Segment Open

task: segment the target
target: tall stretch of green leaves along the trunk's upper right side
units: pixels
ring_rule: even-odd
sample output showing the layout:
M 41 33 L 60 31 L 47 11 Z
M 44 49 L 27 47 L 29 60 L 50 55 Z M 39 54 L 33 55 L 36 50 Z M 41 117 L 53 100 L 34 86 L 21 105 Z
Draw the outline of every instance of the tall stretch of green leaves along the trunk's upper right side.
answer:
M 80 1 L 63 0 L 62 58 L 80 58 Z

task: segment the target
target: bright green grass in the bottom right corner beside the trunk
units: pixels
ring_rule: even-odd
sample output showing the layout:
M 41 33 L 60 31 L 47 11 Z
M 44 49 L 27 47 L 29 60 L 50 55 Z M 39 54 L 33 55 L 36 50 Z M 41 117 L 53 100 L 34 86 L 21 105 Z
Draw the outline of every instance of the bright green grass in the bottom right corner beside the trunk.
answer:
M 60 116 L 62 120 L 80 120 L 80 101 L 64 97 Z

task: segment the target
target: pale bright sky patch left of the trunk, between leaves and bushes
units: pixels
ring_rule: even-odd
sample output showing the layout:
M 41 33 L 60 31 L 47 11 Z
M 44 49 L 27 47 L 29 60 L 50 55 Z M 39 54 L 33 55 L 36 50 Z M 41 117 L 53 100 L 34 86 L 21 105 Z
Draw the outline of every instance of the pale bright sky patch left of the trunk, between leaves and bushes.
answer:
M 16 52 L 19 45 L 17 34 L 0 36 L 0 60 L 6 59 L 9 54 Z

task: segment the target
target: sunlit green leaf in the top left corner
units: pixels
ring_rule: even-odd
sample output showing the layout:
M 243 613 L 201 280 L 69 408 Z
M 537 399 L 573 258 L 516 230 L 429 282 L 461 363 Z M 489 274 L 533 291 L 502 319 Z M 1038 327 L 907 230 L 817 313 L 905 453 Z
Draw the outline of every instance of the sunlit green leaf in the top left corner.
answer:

Segment Closed
Segment Open

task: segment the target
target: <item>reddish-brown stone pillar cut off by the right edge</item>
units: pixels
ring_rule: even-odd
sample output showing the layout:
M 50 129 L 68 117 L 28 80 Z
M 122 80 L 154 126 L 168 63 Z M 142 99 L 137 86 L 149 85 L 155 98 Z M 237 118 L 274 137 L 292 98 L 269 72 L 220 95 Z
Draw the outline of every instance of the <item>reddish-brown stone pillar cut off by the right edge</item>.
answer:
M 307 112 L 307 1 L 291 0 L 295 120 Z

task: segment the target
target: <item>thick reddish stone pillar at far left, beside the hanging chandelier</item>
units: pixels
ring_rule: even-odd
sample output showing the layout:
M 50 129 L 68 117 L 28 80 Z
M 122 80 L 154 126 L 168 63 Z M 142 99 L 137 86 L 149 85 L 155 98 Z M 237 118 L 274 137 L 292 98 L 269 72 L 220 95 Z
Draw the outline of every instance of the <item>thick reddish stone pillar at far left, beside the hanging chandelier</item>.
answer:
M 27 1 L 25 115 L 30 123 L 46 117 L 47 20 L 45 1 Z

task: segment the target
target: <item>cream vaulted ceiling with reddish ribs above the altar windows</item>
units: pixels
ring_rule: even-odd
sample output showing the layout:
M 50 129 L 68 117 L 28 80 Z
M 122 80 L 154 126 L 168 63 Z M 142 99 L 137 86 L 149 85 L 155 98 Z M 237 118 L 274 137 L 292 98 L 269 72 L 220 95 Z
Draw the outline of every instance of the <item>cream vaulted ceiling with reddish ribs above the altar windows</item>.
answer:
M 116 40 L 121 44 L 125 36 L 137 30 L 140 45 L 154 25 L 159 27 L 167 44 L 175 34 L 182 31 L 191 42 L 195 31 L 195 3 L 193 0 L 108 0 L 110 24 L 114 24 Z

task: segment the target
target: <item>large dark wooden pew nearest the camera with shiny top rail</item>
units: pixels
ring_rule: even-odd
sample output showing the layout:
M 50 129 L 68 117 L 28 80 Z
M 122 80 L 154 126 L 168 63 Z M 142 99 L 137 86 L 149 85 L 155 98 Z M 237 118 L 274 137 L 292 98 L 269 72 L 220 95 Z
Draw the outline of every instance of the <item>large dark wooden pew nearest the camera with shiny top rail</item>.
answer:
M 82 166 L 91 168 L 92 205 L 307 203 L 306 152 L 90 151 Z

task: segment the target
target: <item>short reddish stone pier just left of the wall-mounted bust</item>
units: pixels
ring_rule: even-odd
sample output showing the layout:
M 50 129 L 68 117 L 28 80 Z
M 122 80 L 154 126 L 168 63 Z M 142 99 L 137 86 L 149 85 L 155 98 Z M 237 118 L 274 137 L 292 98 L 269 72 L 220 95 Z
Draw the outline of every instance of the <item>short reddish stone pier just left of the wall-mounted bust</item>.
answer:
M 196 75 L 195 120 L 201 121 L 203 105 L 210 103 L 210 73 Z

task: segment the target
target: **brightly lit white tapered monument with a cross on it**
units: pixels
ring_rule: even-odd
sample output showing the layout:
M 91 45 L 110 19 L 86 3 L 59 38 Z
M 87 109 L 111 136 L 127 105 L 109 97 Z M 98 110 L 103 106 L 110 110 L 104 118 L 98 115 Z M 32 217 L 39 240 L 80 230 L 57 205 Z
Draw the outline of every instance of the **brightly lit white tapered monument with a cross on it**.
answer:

Segment Closed
Segment Open

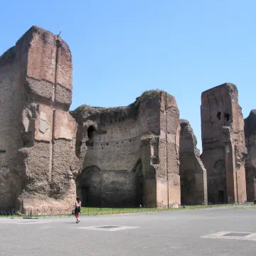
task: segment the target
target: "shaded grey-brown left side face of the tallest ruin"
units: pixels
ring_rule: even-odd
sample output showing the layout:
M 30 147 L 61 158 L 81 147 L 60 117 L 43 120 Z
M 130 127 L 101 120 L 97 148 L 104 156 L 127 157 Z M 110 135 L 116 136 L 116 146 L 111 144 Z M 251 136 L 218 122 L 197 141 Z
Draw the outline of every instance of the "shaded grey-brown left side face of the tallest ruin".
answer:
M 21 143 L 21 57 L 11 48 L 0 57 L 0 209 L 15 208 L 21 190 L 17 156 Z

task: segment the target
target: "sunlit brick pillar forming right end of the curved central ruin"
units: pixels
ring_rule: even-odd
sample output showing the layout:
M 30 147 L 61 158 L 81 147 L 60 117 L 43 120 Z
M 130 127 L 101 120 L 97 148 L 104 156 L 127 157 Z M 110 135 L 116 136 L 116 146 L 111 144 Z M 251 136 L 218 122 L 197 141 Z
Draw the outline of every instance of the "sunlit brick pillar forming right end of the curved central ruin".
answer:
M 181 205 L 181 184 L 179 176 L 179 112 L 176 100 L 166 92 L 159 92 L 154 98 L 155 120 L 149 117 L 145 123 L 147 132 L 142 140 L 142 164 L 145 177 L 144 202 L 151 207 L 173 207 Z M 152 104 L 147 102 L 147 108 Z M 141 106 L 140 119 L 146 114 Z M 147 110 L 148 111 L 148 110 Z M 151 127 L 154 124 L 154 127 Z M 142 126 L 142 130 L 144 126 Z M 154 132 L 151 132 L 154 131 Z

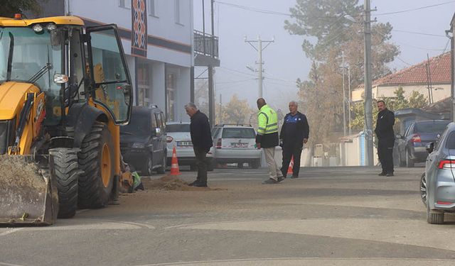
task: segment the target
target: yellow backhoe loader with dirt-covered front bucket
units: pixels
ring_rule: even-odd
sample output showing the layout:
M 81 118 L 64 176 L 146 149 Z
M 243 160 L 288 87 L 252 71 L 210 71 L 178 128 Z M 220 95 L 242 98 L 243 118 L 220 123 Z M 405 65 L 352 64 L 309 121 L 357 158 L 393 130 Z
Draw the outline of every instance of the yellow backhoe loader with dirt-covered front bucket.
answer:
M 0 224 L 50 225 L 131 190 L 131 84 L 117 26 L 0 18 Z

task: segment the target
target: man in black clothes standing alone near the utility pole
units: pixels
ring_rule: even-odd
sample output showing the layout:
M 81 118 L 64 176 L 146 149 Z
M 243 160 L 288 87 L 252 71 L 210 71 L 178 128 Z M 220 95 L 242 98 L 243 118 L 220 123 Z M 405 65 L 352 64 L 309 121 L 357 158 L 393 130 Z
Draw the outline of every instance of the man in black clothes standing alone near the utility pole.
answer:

Segment Closed

## TASK GOAL
Check each line above for the string "leaf" and copy the ones that have it.

## TASK RESPONSE
target: sunlit green leaf in the top left corner
Draw the outline of every instance of the sunlit green leaf in the top left corner.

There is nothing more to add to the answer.